- [Task goal]: Count the lines in the material below that contain the string "windshield", treating uppercase and lowercase as different, and give only the number.

(Raw records)

━━━━━━━━━━

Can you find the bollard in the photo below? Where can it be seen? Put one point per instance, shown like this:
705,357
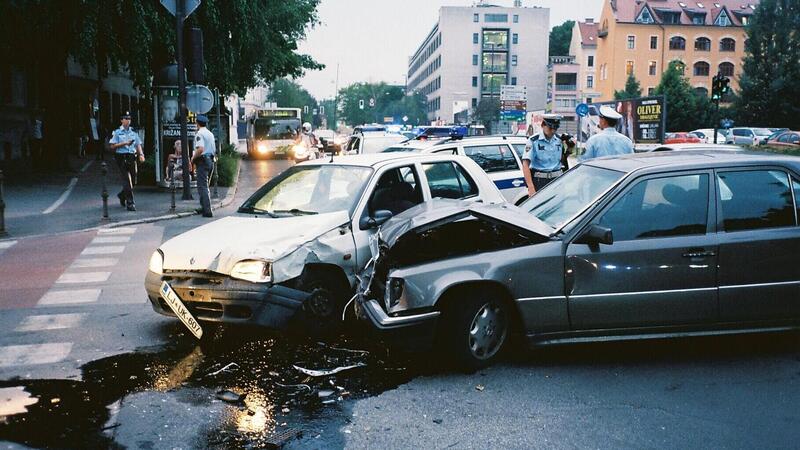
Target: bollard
105,191
2,208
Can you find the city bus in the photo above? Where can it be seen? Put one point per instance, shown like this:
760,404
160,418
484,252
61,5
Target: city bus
271,132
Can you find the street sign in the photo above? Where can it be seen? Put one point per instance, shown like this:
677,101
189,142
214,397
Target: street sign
188,5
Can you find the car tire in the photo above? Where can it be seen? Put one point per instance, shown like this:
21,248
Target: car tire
476,329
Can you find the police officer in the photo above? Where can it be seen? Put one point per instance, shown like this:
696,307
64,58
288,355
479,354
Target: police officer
608,141
203,159
544,153
127,146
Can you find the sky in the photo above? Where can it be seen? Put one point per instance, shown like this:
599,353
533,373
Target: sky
371,40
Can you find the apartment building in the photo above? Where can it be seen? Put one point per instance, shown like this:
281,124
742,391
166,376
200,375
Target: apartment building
473,50
643,36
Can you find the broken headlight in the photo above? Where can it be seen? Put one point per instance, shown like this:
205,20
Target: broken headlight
255,271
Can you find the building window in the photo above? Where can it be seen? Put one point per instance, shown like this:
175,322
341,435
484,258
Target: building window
702,44
701,69
727,45
677,43
726,69
495,18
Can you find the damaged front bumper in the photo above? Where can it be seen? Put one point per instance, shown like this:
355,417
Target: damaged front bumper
215,297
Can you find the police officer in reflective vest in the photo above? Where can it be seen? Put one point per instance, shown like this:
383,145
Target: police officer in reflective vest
545,153
127,147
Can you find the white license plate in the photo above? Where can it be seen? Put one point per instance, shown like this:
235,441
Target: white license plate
180,310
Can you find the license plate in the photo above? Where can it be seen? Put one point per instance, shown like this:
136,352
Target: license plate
180,310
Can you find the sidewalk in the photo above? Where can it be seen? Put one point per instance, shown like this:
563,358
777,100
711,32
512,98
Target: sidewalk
57,203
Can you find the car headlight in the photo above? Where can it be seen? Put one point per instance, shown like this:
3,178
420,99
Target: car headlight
156,264
252,270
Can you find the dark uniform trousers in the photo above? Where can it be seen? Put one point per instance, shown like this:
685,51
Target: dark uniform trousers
126,162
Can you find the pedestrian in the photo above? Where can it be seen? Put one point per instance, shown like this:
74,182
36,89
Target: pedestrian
203,160
608,141
127,146
544,153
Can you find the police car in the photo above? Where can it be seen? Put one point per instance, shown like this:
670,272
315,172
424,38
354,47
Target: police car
499,156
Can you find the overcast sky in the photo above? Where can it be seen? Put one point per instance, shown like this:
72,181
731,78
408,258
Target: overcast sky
371,40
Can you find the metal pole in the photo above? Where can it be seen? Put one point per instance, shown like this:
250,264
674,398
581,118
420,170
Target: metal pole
179,15
104,193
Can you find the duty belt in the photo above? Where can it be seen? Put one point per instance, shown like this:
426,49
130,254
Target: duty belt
551,174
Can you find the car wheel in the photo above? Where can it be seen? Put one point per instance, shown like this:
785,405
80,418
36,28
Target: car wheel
476,329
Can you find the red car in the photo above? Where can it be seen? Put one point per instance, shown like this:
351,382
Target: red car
682,138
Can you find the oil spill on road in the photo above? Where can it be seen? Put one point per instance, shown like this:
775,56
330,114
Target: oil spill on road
249,375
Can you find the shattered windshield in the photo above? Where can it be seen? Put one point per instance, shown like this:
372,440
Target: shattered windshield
570,193
308,190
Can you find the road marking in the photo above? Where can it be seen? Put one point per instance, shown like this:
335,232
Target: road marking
120,230
83,277
108,250
26,355
6,244
111,239
63,197
49,322
91,263
69,297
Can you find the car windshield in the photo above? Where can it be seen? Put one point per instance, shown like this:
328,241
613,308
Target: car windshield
303,190
569,194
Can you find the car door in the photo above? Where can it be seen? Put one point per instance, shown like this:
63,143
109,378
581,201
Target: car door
759,242
660,269
503,168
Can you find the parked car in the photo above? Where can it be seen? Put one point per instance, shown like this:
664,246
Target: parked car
499,156
682,138
747,136
300,240
643,246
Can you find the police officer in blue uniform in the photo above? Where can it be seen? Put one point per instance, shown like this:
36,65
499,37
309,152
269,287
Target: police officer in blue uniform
127,148
545,153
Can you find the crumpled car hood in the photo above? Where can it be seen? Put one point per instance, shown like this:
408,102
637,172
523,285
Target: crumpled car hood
219,245
438,212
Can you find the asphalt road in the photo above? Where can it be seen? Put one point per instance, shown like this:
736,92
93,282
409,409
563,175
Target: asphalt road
85,363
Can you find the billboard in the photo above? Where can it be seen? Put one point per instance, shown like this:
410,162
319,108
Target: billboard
643,120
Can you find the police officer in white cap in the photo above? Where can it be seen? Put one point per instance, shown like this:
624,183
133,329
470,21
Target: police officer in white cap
608,141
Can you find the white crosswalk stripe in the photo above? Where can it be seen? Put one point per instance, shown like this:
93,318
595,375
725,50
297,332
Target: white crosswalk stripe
26,355
49,322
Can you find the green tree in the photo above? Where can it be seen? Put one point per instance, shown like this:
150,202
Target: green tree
769,86
560,37
632,89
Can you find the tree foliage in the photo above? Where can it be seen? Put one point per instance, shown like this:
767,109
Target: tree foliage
632,89
560,37
769,86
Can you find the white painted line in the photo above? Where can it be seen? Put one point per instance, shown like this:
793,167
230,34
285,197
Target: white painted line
49,322
91,263
6,244
109,250
63,197
111,239
120,230
26,355
83,277
69,297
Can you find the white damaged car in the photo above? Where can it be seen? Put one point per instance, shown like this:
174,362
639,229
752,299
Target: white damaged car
298,242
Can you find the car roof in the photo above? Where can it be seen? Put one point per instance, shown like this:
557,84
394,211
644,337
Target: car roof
691,159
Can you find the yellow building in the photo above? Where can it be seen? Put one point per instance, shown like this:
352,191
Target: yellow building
643,36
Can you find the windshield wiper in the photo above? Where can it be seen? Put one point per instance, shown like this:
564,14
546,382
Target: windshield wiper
296,212
253,209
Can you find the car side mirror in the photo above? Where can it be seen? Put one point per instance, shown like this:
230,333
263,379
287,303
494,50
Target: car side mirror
597,234
377,219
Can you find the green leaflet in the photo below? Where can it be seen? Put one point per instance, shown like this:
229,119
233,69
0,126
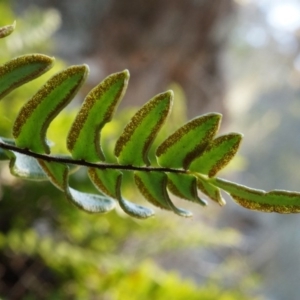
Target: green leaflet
217,154
26,167
153,186
7,30
210,190
135,210
279,201
58,175
185,144
98,108
133,145
3,155
185,187
35,116
21,70
109,182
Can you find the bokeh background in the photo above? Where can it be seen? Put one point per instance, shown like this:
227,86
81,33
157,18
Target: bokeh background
240,58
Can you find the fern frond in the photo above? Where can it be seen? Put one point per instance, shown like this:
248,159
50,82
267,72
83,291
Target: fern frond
187,161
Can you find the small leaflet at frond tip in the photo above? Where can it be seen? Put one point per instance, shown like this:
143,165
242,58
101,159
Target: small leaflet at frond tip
7,30
279,201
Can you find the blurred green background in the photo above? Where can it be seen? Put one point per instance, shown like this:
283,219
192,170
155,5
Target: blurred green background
239,58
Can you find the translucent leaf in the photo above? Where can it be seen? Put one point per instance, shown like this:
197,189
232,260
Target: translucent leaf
133,145
135,210
217,154
97,109
109,182
21,70
90,202
26,167
7,30
184,186
279,201
210,190
35,116
58,174
185,144
3,154
153,186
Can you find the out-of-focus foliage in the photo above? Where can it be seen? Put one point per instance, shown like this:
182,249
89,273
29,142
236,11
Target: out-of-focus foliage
49,249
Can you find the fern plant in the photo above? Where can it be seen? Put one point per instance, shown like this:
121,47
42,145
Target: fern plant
187,161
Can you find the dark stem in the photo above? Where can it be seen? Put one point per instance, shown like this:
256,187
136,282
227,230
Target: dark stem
65,160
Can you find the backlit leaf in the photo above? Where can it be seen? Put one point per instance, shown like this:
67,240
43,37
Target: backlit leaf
184,145
133,145
217,154
58,175
21,70
279,201
135,210
210,190
98,108
7,30
26,167
35,116
153,186
109,182
184,186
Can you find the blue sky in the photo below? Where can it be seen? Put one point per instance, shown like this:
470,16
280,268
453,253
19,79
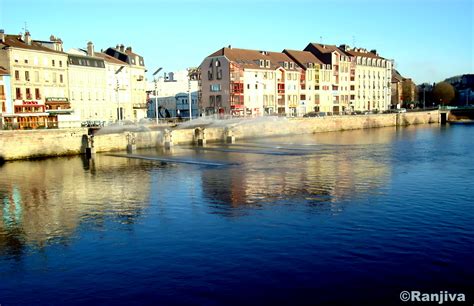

━━━━━━━━━━

- [Finished task]: 6